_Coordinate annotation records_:
......

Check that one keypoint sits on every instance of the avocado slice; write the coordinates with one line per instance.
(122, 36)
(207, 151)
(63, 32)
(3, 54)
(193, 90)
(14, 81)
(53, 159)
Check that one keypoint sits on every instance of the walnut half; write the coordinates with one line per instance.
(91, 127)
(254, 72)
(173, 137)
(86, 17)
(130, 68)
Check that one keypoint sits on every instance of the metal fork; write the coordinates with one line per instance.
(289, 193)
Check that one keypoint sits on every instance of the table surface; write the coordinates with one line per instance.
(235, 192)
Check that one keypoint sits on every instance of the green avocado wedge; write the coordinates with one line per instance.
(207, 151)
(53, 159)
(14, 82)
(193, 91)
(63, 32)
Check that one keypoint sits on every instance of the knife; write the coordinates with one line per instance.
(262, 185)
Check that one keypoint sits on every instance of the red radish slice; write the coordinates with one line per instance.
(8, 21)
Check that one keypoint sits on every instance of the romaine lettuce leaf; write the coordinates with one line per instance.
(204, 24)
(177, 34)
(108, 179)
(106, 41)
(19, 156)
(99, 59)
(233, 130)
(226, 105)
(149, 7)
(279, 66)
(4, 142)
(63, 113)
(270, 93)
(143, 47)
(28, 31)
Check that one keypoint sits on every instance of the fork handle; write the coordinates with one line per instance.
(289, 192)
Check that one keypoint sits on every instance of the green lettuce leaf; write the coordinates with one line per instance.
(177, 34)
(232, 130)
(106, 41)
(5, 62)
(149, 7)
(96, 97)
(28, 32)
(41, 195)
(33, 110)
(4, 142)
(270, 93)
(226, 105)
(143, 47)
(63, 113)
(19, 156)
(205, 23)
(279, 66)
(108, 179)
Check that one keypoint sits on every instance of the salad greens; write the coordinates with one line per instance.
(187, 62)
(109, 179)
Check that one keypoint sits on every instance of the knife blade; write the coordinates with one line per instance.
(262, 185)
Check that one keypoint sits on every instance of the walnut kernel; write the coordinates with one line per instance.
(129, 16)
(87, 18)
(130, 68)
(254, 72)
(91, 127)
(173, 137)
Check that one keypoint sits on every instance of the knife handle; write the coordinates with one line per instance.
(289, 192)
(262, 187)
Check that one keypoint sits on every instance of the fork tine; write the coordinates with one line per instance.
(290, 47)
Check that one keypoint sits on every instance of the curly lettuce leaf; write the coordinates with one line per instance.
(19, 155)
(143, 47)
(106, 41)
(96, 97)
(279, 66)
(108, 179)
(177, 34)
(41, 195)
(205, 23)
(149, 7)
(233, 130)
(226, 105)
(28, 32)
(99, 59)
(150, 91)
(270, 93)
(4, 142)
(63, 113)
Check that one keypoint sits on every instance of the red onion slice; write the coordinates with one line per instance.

......

_PROMPT_:
Update the lines above by changing every "lettuce leaf" to "lettuce piece", keeping all else the same.

_THE RESPONSE_:
Check that one keypoint sits on every instance of the avocado slice; write the coordinates with one line per instance.
(122, 36)
(207, 151)
(63, 32)
(3, 54)
(193, 90)
(14, 81)
(53, 159)
Check that one keypoint sits on every instance of the walnut half; write the coordinates with one line per instance.
(91, 127)
(254, 72)
(173, 137)
(86, 17)
(130, 68)
Check that one keypoint sits on every instance of the metal fork; write the coordinates with one line per instance.
(289, 193)
Check that one keypoint sits on every instance of the table surface; write the coordinates with one line per instance.
(235, 192)
Check that one keypoint sits on every instance of the green avocado wedge; write the coordinates with one line per instance.
(207, 151)
(53, 159)
(14, 82)
(193, 91)
(63, 32)
Check that one keypoint sits on every instance of the knife; write the coordinates with one line per instance.
(262, 185)
Check that one keypoint sits on every instance of the red radish slice; write the coordinates with one line per instance.
(8, 21)
Check that one keypoint sits on every instance of the romaine lettuce piece; write the coordinates with one line per instance.
(204, 24)
(177, 34)
(108, 179)
(106, 41)
(19, 156)
(99, 59)
(233, 130)
(226, 105)
(149, 7)
(279, 66)
(4, 142)
(63, 113)
(270, 93)
(143, 47)
(28, 31)
Check that one keypoint sits on every instance of the fork handle; write the coordinates with one line per instance.
(289, 192)
Check that one keypoint sits on every instance of the green lettuce piece; write the coordinates with one line per instance.
(177, 34)
(232, 130)
(106, 41)
(5, 62)
(149, 7)
(96, 97)
(28, 32)
(41, 195)
(33, 110)
(4, 142)
(270, 93)
(226, 105)
(143, 47)
(63, 113)
(19, 156)
(205, 23)
(279, 66)
(108, 179)
Check that one keypoint sits on every instance of the salad greens; write the coordinates with one line per instance.
(187, 62)
(109, 179)
Check that one keypoint sits on every instance of the knife blade; write the coordinates with one line per instance.
(262, 185)
Check that one keypoint sits on every instance of the walnut kernel; write the coordinates with one line per instance.
(129, 16)
(87, 18)
(130, 68)
(254, 72)
(91, 127)
(173, 137)
Check that one keypoint sits on every instance of the knife handle; write the coordinates with one line per instance.
(289, 192)
(262, 187)
Check that one keypoint sits on every instance of the fork tine; write the coordinates with one line per instance.
(290, 47)
Check that one keypoint sits on every instance of the curly lettuce piece; write the coordinates with one line per instance.
(19, 155)
(143, 47)
(106, 41)
(96, 97)
(279, 66)
(108, 179)
(177, 34)
(41, 195)
(205, 23)
(149, 7)
(233, 130)
(226, 105)
(28, 32)
(99, 59)
(150, 91)
(270, 93)
(4, 142)
(63, 113)
Check that one keypoint sits on every instance of the red onion slice; write the coordinates with one line per instance.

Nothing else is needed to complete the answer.